_WRITTEN INSTRUCTION_
Output all of the records exactly as written.

┌────────

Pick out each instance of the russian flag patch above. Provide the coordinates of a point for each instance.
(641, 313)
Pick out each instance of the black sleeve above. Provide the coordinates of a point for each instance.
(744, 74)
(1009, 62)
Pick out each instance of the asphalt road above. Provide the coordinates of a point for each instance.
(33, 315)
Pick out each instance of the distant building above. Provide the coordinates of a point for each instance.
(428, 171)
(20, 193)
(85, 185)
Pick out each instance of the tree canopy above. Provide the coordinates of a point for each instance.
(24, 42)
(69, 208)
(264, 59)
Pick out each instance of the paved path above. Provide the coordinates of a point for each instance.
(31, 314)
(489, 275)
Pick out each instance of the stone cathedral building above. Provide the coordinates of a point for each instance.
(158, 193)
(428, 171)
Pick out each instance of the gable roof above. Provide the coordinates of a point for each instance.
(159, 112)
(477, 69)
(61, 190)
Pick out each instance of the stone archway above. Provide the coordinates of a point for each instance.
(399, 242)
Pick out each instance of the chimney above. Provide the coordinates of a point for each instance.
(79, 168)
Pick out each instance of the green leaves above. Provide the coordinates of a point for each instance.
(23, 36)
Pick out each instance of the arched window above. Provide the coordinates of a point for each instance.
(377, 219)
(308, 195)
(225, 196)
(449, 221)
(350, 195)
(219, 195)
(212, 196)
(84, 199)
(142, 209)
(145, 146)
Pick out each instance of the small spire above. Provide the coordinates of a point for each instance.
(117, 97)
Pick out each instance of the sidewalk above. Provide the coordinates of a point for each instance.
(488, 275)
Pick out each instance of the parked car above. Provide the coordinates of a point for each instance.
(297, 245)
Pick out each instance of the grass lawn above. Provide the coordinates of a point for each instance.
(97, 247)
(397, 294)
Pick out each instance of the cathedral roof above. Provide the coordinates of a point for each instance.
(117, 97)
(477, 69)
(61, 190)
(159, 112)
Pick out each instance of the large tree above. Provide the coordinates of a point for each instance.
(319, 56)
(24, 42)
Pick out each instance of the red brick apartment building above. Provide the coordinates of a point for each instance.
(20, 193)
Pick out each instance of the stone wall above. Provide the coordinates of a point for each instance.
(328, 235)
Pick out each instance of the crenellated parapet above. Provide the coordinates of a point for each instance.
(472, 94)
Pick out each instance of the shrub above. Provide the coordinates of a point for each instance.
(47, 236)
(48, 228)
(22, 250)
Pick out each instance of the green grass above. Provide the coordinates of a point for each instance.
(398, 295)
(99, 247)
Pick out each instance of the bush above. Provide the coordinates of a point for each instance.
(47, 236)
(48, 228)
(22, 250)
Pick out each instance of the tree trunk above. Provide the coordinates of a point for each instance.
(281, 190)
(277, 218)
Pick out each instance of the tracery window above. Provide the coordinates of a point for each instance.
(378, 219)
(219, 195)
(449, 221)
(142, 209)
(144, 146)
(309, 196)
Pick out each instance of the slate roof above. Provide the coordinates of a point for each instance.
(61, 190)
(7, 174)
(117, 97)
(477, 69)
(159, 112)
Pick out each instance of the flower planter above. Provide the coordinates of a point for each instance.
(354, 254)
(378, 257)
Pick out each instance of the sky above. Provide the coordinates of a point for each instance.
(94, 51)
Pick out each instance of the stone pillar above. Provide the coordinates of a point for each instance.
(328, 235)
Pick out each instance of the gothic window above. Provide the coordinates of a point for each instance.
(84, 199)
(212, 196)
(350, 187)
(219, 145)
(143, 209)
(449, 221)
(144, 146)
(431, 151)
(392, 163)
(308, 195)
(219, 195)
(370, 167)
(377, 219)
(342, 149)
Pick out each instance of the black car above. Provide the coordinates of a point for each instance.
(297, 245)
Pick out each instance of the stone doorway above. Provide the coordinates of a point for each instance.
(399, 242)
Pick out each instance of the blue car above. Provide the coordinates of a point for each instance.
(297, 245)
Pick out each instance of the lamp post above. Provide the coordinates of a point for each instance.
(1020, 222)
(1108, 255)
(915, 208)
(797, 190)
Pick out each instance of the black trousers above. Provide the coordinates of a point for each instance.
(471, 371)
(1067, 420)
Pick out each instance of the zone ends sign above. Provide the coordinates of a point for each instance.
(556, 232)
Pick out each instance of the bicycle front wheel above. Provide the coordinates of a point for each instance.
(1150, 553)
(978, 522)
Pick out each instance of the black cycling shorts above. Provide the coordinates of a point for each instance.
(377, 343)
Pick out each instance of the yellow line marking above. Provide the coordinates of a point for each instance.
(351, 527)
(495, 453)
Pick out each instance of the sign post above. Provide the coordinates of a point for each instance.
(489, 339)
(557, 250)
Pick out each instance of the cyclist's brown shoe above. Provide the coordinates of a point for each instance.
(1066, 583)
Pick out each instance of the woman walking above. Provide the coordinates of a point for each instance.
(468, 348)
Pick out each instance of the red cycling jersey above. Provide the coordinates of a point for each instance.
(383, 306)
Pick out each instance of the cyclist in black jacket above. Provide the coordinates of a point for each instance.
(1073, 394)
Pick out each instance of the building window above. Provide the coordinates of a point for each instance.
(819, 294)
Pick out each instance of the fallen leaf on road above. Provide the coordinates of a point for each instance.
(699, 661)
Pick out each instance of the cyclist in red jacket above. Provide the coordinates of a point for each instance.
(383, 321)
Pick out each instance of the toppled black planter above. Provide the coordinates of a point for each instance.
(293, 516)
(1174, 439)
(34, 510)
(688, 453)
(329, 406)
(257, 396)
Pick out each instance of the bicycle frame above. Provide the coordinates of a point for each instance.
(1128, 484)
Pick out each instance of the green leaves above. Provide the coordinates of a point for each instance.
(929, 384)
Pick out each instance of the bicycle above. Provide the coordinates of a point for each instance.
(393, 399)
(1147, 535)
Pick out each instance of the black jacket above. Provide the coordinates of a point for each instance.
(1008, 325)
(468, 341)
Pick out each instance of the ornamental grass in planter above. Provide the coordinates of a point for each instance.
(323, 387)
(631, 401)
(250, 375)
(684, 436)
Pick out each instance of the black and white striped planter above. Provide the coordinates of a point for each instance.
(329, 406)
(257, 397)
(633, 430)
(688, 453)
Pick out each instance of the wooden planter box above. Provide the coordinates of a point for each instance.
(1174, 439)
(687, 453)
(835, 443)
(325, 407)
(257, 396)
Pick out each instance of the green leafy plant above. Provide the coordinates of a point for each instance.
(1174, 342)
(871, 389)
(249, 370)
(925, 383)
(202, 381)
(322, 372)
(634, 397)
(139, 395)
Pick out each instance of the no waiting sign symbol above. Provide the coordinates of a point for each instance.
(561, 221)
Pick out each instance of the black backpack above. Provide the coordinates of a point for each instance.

└────────

_FINISHED EXERCISE_
Pick out each instance of the russian flag patch above. Provide the coordinates of a point for each instance.
(641, 313)
Pick out each instance of the black sleeve above. Provide the coordinates of a point for each instance.
(744, 74)
(1009, 62)
Pick out each instance of the asphalt road above. Provide the coordinates of a point for each instance.
(33, 315)
Pick out each instance of the distant building above. Provide the coordinates of a point for each instance.
(428, 171)
(20, 193)
(85, 185)
Pick out each instance of the tree canopy above. Provide the coordinates of a point for each instance.
(24, 42)
(69, 208)
(264, 59)
Pick out each instance of the paved path above. Provide the coordinates of a point for each instance.
(31, 314)
(489, 275)
Pick out each instance of the stone cathedral building above. Provide the coordinates of a point for each instance.
(158, 193)
(428, 171)
Pick out each instance of the gable roof above. Provide the coordinates of a point for each instance.
(159, 112)
(477, 69)
(61, 190)
Pick out each instance of the stone archway above. Provide the coordinates of a point for each instance.
(399, 242)
Pick out each instance of the chimney above. Provide the coordinates of a point for each instance.
(79, 168)
Pick out each instance of the green leaves above. Provide the coordinates of a point for each instance.
(23, 36)
Pick out each instance of the arched window above. Provide the coordinates of a point for each instance.
(377, 219)
(308, 195)
(225, 196)
(449, 221)
(350, 195)
(219, 195)
(212, 196)
(84, 199)
(142, 209)
(145, 146)
Pick out each instance of the small spire above. Provide the coordinates of a point for each instance.
(117, 97)
Pick out each instance of the sidewalk above. Provide the coordinates of a point for each instance.
(488, 275)
Pick out each instance of the parked car above. Provide the coordinates of a point for each instance.
(297, 245)
Pick out each instance of the grass lawn above. Provide the coordinates of a point for each instance.
(97, 247)
(397, 294)
Pick out each instance of the cathedral roof above. Provide the coordinates of a point for each instance.
(117, 97)
(477, 69)
(61, 190)
(159, 112)
Pick out each instance of the large tree above. Provide the coordinates of a point for each instance.
(319, 56)
(24, 42)
Pick out each instance of the red brick apartment building above. Provide the coordinates of a point for each instance.
(20, 193)
Pick out each instance of the stone wall above. Provide the coordinates of a point for each instance.
(328, 235)
Pick out each instance of the crenellated parapet above. Provide the coordinates of a point for each instance.
(472, 94)
Pick out each instance of the shrub above. Provide the coordinates of a point for each instance.
(47, 236)
(48, 228)
(22, 250)
Pick out each instance of the green grass above. Provide the coordinates of a point for each instance.
(398, 295)
(99, 247)
Pick out each instance of the bush above. Provide the coordinates of a point for each instance.
(47, 236)
(48, 228)
(22, 250)
Pick out each instance of the tree trunk above. Provide the coordinates of a point for each instance.
(281, 190)
(277, 218)
Pick out each instance of the tracery window above. Provide the coordinates of a point for each instance.
(378, 219)
(219, 195)
(449, 221)
(142, 209)
(144, 146)
(309, 196)
Pick out each instance of the slate roof above. Provide the coordinates of a point for each instance.
(61, 190)
(7, 174)
(117, 97)
(477, 69)
(159, 112)
Pick out each instance of the flower planter above. Provide the coordinates of a point for each instance.
(354, 254)
(378, 257)
Pick out each instance of the sky above. Provide the coordinates of a point for each instance.
(94, 51)
Pick out each instance of the stone pillar above. Provide the coordinates of a point for each instance.
(328, 235)
Pick out each instance of the gothic window above. Provide the coordinates of a point for each instance.
(84, 199)
(212, 196)
(350, 187)
(219, 145)
(143, 209)
(449, 221)
(144, 146)
(431, 151)
(392, 163)
(308, 195)
(219, 195)
(370, 167)
(377, 219)
(342, 149)
Pick out each instance of the black car above. Provide the coordinates of a point for each instance.
(297, 245)
Pick out each instance of the stone doorway above. Provide the coordinates of a point for each instance.
(399, 242)
Pick out each instance of the blue car above. Provide the coordinates of a point for each instance.
(297, 245)
Pick out each instance of the lamp post above. Provide the coordinates of a point for each instance.
(1020, 222)
(1108, 255)
(915, 208)
(797, 190)
Pick out each instance of the black trousers above. Provide the coordinates of a point for each instance.
(471, 371)
(1067, 420)
Pick out each instance of the zone ends sign above. Provide the coordinates of a point for each instance.
(556, 232)
Pick out each instance of the bicycle front wheel above. Provide the coordinates of a point for each instance.
(1150, 553)
(978, 522)
Pick out each instance of the black cycling shorts above. Provide the coordinates of a point for each instance.
(377, 343)
Pick out each instance of the yellow line marking above. Provide the coordinates of a point for each instance.
(351, 527)
(495, 453)
Pick out each instance of the sign post above. Provide the coordinates of a point for each instance.
(489, 339)
(557, 250)
Pick out each instance of the cyclist's brown shoe above. Provide the coordinates of a point for each instance.
(1066, 583)
Pick out each instance of the woman walking above. Provide the coordinates of a point for each instance.
(468, 348)
Pick out each instance of the red cycling jersey above. Provide the coordinates of a point for each instance.
(383, 306)
Pick out each instance of the cyclist in black jacket above. Provide the coordinates of a point for each instance.
(1073, 394)
Pick out each instance of the building window above. Provide the coordinates of a point for each instance.
(819, 294)
Pick out each instance of the fallen leaf on road above. Provide the coordinates of a point for each instance.
(699, 661)
Pick out each instance of the cyclist in red jacket above. Provide the coordinates of a point for each instance.
(383, 321)
Pick out each instance of the toppled black planter above. Provide the coordinates of a point for each instance.
(293, 516)
(1174, 439)
(34, 510)
(688, 453)
(329, 406)
(257, 396)
Pick out each instance of the bicycle frame above. Provide the coordinates of a point for each instance.
(1128, 484)
Pick out each instance of the green leaves above. Provide the coordinates of a point for each instance.
(929, 384)
Pick out each instance of the bicycle above. Provide the coordinates of a point for each instance.
(393, 399)
(1147, 535)
Pick out each instance of the black jacket above. Provide the coordinates of a point for each instance.
(1008, 325)
(468, 341)
Pick out each instance of the ornamental grass in planter above. Provide the coordinates of a point for each instance.
(323, 387)
(631, 401)
(250, 375)
(684, 436)
Pick out each instance of the black and white striped planter above. Provide the coordinates of a point for each instance.
(329, 406)
(257, 397)
(633, 430)
(688, 453)
Pick out each instance of the wooden planter box above. Provide the coordinates of a point for each instance.
(1174, 439)
(687, 453)
(835, 443)
(325, 407)
(257, 396)
Pick out each instance of the green leafy plant above. Provide the coordinates of a point for each instance.
(1174, 342)
(871, 389)
(249, 370)
(925, 383)
(202, 381)
(322, 372)
(634, 397)
(139, 395)
Pick out each instance of the no waiting sign symbol above. Provide the coordinates of a point for each instance.
(561, 221)
Pick out each instance of the black backpack above. Provide the coordinates of a point for each instance.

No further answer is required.